§ **EXTRACT**
※ ※ ※

Bachelorette

Katie (Fisher), Regan (Dunst), and Gena (Caplan)

Written and directed by Leslye Headland, based on her play of the same name, Bachelorette is like a car wreck from which it’s difficult to look away.  That the movie is good is part of the problem; Headland, in her first feature film directing gig, moves the story with a sharpness and speed that’s nearly pitiless, for both her characters and her audience.  The quick editing and snappy dialogue contribute to the film’s dark humor, but I suspect it also serves to unbalance spectators so that we can’t think too hard about how despicable these characters are to one another and themselves, or about the shallowness of the misanthropic lives they lead.

Three so-called friends, Regan, Katie, and Gena, gather for the wedding of a woman they went to high school with, who was a peripheral part of their clique, the “B-girls.” (Although it’s never explained, the “B” no doubt stands for “bitch.”)  Becky (Rebel Wilson, terrific in a thankless role) couldn’t really be one of the gang because she’s overweight and much too nice to understand that nothing matters but being mean for the sake of the thrill and the power.

For some reason, Becky has remained friends with Regan (Kirsten Dunst), the alpha girl of the group, who’s dating a med student we never see, who got a scholarship to Princeton, and who’s known for her smarts but really only wants to be married.  In one of the film’s more despicable speeches, Regan complains that she’s done everything right.  She stayed thin and beautiful and still, the underwhelming “fat” girl is the first of their crowd to marry—and a handsome, nice, rich man, at that.

※ ※ ※

§ **REQUESTS**
1. List every character named in the Bachelorette review.
2. Duplicate the passage of the Bachelorette review between "Three so-called friends, Regan, Katie, and" and "and the power.", inclusive.

§ **GIVEN DATA**
※ ※ ※

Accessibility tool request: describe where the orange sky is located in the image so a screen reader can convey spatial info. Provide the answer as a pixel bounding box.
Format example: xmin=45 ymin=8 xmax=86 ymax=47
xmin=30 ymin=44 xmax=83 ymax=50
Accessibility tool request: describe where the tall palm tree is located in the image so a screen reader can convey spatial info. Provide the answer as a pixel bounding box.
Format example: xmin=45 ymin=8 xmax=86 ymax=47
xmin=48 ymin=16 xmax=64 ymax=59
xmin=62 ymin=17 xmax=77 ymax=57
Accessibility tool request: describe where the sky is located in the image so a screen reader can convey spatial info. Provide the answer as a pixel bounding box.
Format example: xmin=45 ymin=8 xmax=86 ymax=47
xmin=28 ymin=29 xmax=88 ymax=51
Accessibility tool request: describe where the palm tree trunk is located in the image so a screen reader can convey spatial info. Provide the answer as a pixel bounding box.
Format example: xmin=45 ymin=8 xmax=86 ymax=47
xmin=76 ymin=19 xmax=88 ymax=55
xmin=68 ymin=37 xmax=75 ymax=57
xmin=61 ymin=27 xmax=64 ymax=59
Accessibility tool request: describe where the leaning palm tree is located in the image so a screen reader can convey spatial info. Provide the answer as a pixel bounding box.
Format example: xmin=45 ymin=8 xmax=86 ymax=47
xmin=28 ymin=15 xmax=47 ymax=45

※ ※ ※

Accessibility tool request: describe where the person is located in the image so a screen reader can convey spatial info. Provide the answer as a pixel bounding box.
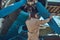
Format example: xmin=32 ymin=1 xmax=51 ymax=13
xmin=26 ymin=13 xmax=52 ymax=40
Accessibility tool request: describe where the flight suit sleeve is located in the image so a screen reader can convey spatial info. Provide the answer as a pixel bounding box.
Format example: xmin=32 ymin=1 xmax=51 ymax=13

※ ※ ※

§ **ANSWERS TO THE EXERCISES**
1. Katie, Regan, Gena, Becky

2.
Three so-called friends, Regan, Katie, and Gena, gather for the wedding of a woman they went to high school with, who was a peripheral part of their clique, the “B-girls.” (Although it’s never explained, the “B” no doubt stands for “bitch.”)  Becky (Rebel Wilson, terrific in a thankless role) couldn’t really be one of the gang because she’s overweight and much too nice to understand that nothing matters but being mean for the sake of the thrill and the power.